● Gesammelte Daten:
┌──
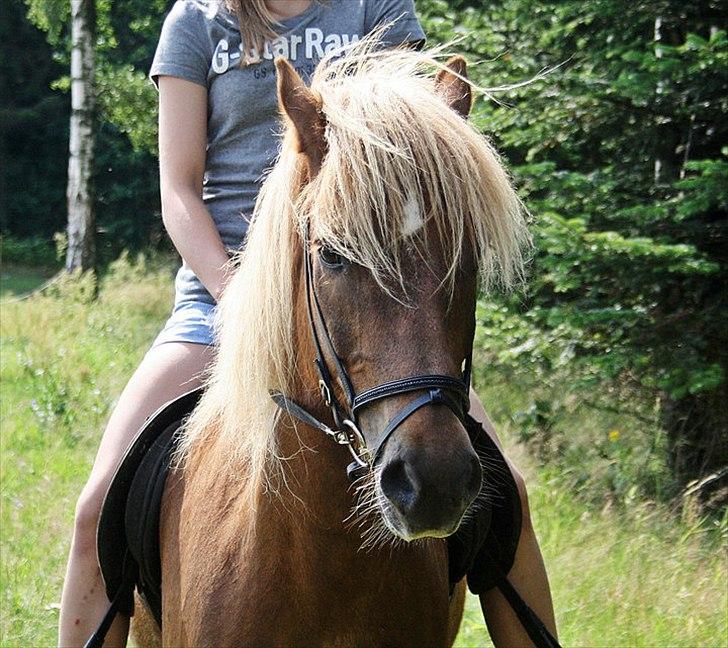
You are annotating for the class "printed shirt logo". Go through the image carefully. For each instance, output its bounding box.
[212,27,360,74]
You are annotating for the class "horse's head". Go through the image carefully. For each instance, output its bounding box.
[180,39,526,539]
[277,52,518,540]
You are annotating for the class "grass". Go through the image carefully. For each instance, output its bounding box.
[0,264,54,299]
[0,260,728,647]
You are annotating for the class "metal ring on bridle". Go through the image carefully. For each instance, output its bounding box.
[341,419,369,468]
[319,380,331,407]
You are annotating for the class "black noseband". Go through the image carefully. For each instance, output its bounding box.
[271,223,472,479]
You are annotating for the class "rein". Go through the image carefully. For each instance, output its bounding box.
[271,222,472,481]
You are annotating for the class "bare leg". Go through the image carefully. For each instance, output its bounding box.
[58,342,212,646]
[470,389,556,648]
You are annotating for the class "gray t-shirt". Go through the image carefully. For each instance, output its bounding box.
[149,0,425,303]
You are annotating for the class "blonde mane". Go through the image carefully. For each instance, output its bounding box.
[179,38,528,492]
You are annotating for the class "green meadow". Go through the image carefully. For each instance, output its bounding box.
[0,257,728,647]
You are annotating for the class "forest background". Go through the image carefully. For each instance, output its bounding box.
[0,0,728,645]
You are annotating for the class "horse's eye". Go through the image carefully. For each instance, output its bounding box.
[319,245,344,268]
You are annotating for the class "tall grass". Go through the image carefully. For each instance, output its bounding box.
[0,259,728,647]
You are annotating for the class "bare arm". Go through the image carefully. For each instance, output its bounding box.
[159,76,228,300]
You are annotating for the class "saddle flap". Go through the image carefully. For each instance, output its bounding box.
[96,388,202,616]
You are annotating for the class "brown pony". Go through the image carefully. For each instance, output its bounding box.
[134,40,527,647]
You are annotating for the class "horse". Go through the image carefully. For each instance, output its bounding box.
[132,40,528,646]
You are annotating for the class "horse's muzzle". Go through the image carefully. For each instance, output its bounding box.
[377,440,483,540]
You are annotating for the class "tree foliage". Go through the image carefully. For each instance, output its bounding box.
[423,0,728,502]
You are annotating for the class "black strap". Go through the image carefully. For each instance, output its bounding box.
[496,573,561,648]
[372,387,455,463]
[353,374,468,412]
[83,549,139,648]
[270,391,335,436]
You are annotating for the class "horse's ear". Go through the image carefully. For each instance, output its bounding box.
[435,55,473,117]
[275,57,326,170]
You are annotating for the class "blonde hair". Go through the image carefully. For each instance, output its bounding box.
[224,0,322,66]
[180,36,528,504]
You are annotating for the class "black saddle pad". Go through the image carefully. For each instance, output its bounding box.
[96,389,202,616]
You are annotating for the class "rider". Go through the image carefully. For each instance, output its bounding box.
[59,0,554,646]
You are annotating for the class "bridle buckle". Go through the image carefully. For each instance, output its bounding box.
[319,379,331,407]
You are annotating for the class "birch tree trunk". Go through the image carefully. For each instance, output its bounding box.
[66,0,96,272]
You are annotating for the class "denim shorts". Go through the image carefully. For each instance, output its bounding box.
[152,301,216,347]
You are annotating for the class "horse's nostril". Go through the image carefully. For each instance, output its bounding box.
[379,459,417,515]
[465,455,483,504]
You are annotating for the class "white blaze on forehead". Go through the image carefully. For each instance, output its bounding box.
[402,196,425,236]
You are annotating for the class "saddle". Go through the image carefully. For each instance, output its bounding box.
[91,389,558,648]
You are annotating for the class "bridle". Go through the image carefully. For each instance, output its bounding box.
[271,222,472,480]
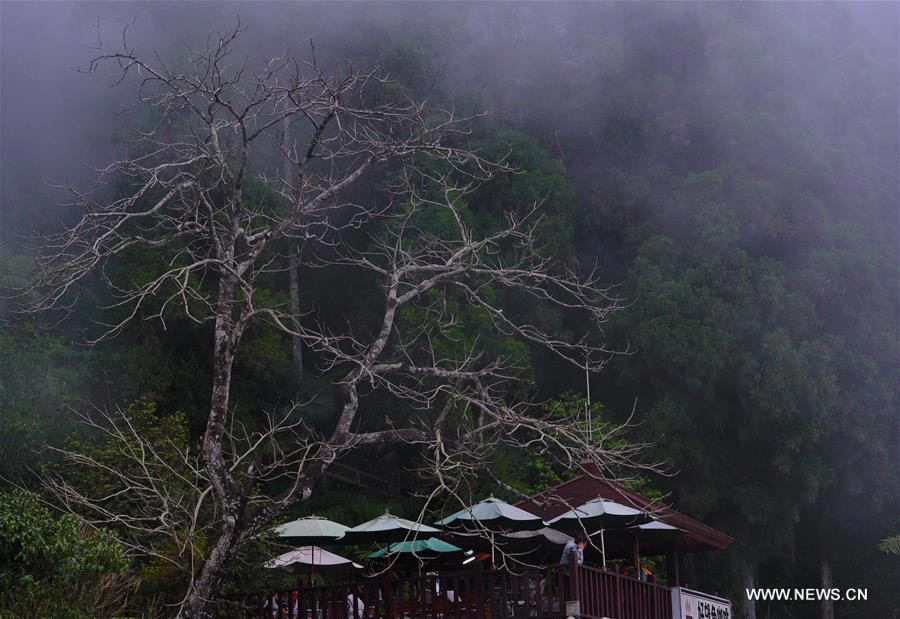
└──
● Aufgabe:
Ermitteln Sie im obigen Material sämtliche Zeilen, die die Zeichenfolge „blonde“ enthalten, und geben Sie jede davon unverändert wieder.

● Ergebnis:
You are annotating for the class "blonde mane". Go through the image carefully. For each instance, output its bounding box.
You are annotating for the class "blonde hair". Go through the image carefully. For each instance, output its bounding box.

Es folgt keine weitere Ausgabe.